*** Text shown Section Begins ***

Novo Nordisk A/S (ADR) (NYSE:NVO) has agreed to pay amounts totaling $58.7 million as a settlement following claims that sales staff of the drugmaker downplayed warnings issued by the U.S. Food and Drug Administration that Victoza, its diabetes medication, posed a cancer risk. According to the Department of Justice, claims that Novo Nordisk’s sales representatives were supplied with information which created the misleading or false impression that warnings were unimportant or wrong would be resolved by the settlement.
“When a drug manufacturer fails to share accurate risk information with doctors and patients, it deprives physicians of information vital to medical decision-making,” said Chad Readler, Acting Assistant Attorney General, in a statement.
Federal Food, Drug, and Cosmetic Act
The development will see the U.S. government receive $12.15 from the settlement from Novo Nordisk after being found in violation of the U.S. Federal Food, Drug, and Cosmetic Act in the period ranging from 2010 to 2012. The remaining $46.5 million will settle claims that the drugmaker violated the False Claims Act in the period ranging between 2010 and 2014.

*** Text shown Section Ends ***
*** Provided information Section Begins ***

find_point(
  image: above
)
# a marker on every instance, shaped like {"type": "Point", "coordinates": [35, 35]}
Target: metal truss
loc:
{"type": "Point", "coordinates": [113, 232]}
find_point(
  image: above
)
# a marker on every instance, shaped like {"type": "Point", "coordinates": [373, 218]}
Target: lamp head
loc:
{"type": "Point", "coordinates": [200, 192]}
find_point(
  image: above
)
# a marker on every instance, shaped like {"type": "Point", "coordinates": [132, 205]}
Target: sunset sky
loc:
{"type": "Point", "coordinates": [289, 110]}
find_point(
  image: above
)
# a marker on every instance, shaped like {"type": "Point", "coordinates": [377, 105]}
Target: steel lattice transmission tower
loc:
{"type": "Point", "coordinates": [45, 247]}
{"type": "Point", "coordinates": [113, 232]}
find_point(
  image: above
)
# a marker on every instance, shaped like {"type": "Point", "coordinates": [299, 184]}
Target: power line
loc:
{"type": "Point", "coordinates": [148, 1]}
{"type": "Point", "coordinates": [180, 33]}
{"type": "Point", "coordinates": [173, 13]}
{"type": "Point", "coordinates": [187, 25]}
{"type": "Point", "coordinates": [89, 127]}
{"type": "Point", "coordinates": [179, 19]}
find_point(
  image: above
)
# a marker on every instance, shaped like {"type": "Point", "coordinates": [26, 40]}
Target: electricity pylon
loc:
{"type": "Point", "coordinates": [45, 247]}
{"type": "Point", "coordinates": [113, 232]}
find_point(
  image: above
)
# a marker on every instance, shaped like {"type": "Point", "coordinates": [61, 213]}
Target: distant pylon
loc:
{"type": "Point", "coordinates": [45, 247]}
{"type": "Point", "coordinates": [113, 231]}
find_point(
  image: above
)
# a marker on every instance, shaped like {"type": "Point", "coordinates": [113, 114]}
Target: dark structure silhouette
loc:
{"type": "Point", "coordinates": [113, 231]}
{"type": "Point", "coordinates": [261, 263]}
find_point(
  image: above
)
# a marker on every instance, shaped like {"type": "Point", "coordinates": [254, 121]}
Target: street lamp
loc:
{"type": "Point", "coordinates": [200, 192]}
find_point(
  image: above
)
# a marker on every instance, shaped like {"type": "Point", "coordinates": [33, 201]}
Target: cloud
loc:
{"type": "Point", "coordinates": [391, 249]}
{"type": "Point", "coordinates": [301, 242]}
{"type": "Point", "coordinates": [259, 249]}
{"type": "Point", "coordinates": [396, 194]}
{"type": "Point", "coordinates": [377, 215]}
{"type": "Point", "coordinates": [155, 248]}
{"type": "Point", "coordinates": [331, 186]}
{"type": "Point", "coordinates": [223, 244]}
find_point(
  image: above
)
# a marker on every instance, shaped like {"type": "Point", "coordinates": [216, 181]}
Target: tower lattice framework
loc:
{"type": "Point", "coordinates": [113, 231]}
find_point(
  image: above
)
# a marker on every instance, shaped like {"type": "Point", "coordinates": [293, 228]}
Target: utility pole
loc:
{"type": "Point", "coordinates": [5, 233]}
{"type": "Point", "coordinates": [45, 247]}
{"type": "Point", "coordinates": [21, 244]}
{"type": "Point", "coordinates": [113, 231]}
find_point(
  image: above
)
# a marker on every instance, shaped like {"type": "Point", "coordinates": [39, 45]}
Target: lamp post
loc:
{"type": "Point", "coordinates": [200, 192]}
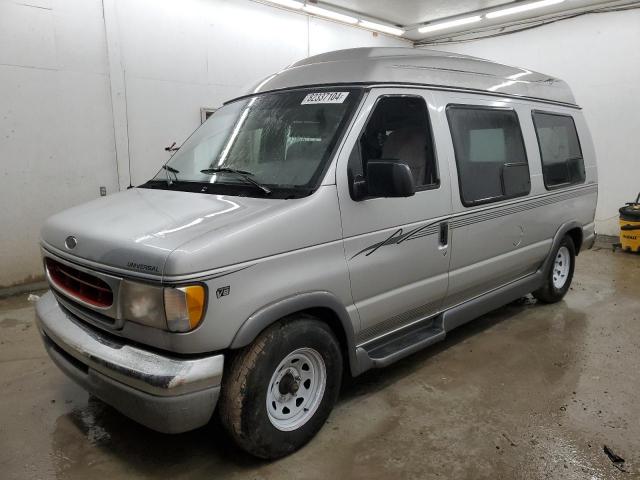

*** Provided information Section Ends ***

* Instructions to follow
Extend the article on the Novo Nordisk settlement over Victoza, beginning after its final sentence. The records have nothing to do with the Novo Nordisk settlement article.

* Answer space
The False Claims Act prohibits pharmaceutical firms from receiving insurance reimbursements from programs of the federal government after employing illegal marketing tactics. According to a former sales manager at Novo Nordisk, the drugmaker would send sales representatives who posed as diabetes educators and experts into the offices of doctors in order to illegally market its products including Victoza.
No admission of wrongdoing
To reach the settlement Novo Nordisk did not, however, admit wrongdoing. Investigations on the marketing and sales practices of Victoza started in 2011. Novo Nordisk’s head of North American operations, Doug Langa, said in a statement that while pharmaceutical firm continued to deny any wrongdoing on its part and was not in agreement with the conclusions reach by the U.S. authorities, it was happy to have reached a settlement.
Langa insisted that the drugmaker takes its responsibility of communicating the clinical and safety benefits of its products seriously. The drugmaker would also continue to address any safety questions that healthcare professionals may have.
On Tuesday shares of Novo Nordisk A/S fell by 0.55% to close the day at $46.98.